> [CONSIGNE 1]
Répondez à ces questions d'après le passage sur les péages et les taxes :
(a) Quel projet ferroviaire les péages pourraient-ils éventuellement permettre d'obtenir ?
(b) Quelles deux augmentations suscitent du scepticisme ?
(c) Quel type d'alcool est cité en exemple pour ses effets positifs sur la santé ?

Les péages sur les autoroutes découlent de la même logique: nos routes nous coûtent cher et l'excès d'utilisation des automobiles coûte cher à la planète. En mettant des péages, on aide à payer les routes et on permet aussi de diminuer l'utilisation des
machines à essence. Avec un peu de chance, ça donnera un coup de pouce au transport en commun et ça permettra éventuellement d'avoir notre fameux TGV Québec-Windsor.
Par contre, je dois m'avouer septique face à l'augmentation des taxes sur l'alcool, ainsi que l'augmentation des frais de scolarité au CÉGEP. Je précise, je ne suis pas
nécessairement contre mais j'ai peur que ça ne puisse être contreproductif. Premièrement, l'alcool est déjà fortement taxé, plus que dans la très grande majorité des pays dans le monde. De plus, on se rend compte que certains types d'alcool (le vin rouge, par exemple), peuvent avoir des effets positifs sur la santé. Voudrait-on vraiment dissuader un comportement positif pour la société? D'accord j'exagère un petit peu, après tout l'alcool est avant tout un loisir, le taxer un peu plus ne tuera personne.

> [EXTRAITS DES DONNÉES]

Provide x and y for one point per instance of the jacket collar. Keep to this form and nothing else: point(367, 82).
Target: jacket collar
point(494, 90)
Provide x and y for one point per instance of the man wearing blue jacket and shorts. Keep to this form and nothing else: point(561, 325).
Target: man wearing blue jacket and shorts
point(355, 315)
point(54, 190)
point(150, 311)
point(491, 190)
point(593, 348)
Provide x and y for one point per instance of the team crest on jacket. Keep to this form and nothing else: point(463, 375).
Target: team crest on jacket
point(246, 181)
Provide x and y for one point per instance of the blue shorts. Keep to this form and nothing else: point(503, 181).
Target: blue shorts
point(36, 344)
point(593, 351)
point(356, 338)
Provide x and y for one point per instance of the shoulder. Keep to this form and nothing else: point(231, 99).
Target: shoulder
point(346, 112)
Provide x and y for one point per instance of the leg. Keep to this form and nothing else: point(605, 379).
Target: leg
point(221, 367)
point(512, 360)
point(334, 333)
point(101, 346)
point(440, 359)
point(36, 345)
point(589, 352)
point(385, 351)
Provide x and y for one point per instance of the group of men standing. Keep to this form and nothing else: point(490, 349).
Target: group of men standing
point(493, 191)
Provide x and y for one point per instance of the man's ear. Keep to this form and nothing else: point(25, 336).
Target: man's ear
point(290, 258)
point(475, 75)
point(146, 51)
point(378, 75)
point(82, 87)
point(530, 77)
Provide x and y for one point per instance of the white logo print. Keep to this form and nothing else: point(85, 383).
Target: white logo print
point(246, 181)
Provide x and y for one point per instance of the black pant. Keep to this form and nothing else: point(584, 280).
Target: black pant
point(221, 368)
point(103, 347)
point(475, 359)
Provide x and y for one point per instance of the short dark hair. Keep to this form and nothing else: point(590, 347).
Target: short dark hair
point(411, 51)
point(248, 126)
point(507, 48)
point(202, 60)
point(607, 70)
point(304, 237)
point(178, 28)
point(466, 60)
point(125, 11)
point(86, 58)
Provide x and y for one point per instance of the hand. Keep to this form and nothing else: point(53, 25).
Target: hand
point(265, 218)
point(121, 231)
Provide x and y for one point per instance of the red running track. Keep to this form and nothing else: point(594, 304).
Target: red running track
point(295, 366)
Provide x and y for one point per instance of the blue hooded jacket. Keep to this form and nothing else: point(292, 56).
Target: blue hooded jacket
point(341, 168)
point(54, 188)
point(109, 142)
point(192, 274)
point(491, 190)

> [CONSIGNE 2] Exprimez sous forme de liste JSON de chaînes, à raison d'une chaîne par ligne et sans les lignes vides, la partie des enregistrements qui s'ouvre sur leur première ligne et se ferme sur la ligne contenant « point(593, 348) », cette dernière incluse.

> [RÉPONSE ATTENDUE 1]
(a) Le TGV Québec-Windsor.
(b) L'augmentation des taxes sur l'alcool et celle des frais de scolarité au CÉGEP.
(c) Le vin rouge.

> [RÉPONSE ATTENDUE 2]
[
  "Provide x and y for one point per instance of the jacket collar. Keep to this form and nothing else: point(367, 82).",
  "Target: jacket collar",
  "point(494, 90)",
  "Provide x and y for one point per instance of the man wearing blue jacket and shorts. Keep to this form and nothing else: point(561, 325).",
  "Target: man wearing blue jacket and shorts",
  "point(355, 315)",
  "point(54, 190)",
  "point(150, 311)",
  "point(491, 190)",
  "point(593, 348)"
]